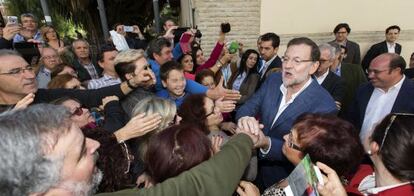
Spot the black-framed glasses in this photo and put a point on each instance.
(296, 61)
(392, 119)
(376, 72)
(291, 144)
(20, 70)
(78, 111)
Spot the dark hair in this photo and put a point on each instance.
(202, 74)
(392, 27)
(103, 49)
(243, 60)
(398, 148)
(192, 111)
(169, 66)
(59, 81)
(331, 140)
(397, 62)
(175, 150)
(156, 45)
(59, 68)
(271, 37)
(315, 53)
(340, 26)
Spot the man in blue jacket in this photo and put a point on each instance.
(279, 101)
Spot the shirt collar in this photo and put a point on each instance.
(283, 89)
(396, 86)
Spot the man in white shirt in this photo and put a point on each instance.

- **Required task**
From the line containing "Spot the dark" through the closing line of the material above, return every line exactly and omit all others.

- **Answer to this problem**
Spot the dark hair in this photo and put a point on each instance.
(202, 74)
(392, 27)
(103, 49)
(243, 60)
(398, 148)
(192, 111)
(169, 66)
(59, 81)
(331, 140)
(397, 62)
(175, 150)
(156, 45)
(59, 68)
(271, 37)
(315, 53)
(340, 26)
Spot the man in blue jacket in this photo and put a point on each instance.
(279, 101)
Spot the shirt collar in this photo and put a point on each instance.
(283, 89)
(396, 86)
Spot the man in white shirt in this photo and put a point on each instance.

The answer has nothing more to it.